» **SET TASK**: Return each line of the material below that contains the word "pollen".

» **INPUT ROWS**:
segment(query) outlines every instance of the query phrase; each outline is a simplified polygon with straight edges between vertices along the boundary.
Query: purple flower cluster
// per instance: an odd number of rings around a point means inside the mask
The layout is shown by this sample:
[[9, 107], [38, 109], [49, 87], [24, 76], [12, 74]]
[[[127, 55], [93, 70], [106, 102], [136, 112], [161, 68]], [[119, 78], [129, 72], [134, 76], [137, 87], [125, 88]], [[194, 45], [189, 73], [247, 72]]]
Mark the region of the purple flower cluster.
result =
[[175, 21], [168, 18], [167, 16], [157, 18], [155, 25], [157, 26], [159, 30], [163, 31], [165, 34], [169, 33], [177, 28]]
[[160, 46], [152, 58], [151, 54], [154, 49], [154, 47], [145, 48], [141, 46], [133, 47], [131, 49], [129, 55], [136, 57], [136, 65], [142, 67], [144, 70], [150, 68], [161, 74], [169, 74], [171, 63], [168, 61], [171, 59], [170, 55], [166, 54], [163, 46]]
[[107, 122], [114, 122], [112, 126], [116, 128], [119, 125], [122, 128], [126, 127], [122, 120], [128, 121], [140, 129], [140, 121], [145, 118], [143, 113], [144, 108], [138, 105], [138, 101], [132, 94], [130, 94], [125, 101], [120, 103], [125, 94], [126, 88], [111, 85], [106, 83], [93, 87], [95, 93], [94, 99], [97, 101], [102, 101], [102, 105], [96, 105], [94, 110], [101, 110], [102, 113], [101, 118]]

==

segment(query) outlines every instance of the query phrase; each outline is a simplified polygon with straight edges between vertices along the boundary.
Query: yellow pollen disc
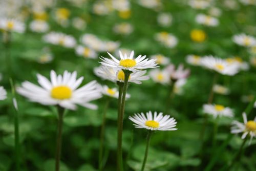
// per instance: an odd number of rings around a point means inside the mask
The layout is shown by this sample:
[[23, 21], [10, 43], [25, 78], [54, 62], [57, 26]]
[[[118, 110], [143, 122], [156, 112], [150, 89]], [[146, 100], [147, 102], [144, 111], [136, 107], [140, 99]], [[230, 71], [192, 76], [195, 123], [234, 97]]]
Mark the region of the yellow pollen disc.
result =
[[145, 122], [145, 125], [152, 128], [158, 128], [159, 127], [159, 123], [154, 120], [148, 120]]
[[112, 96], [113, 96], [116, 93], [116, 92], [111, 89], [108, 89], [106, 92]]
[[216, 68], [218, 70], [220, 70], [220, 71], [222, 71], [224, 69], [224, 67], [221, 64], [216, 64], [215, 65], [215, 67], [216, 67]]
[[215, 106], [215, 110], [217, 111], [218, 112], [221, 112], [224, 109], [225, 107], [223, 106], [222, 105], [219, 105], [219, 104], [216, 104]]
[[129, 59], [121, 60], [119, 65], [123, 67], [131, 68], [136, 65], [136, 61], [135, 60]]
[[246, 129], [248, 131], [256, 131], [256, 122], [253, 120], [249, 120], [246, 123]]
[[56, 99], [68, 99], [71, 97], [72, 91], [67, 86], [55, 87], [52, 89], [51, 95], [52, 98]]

» **RESPONSE**:
Query: yellow pollen disc
Mark the region of the yellow pollen disc.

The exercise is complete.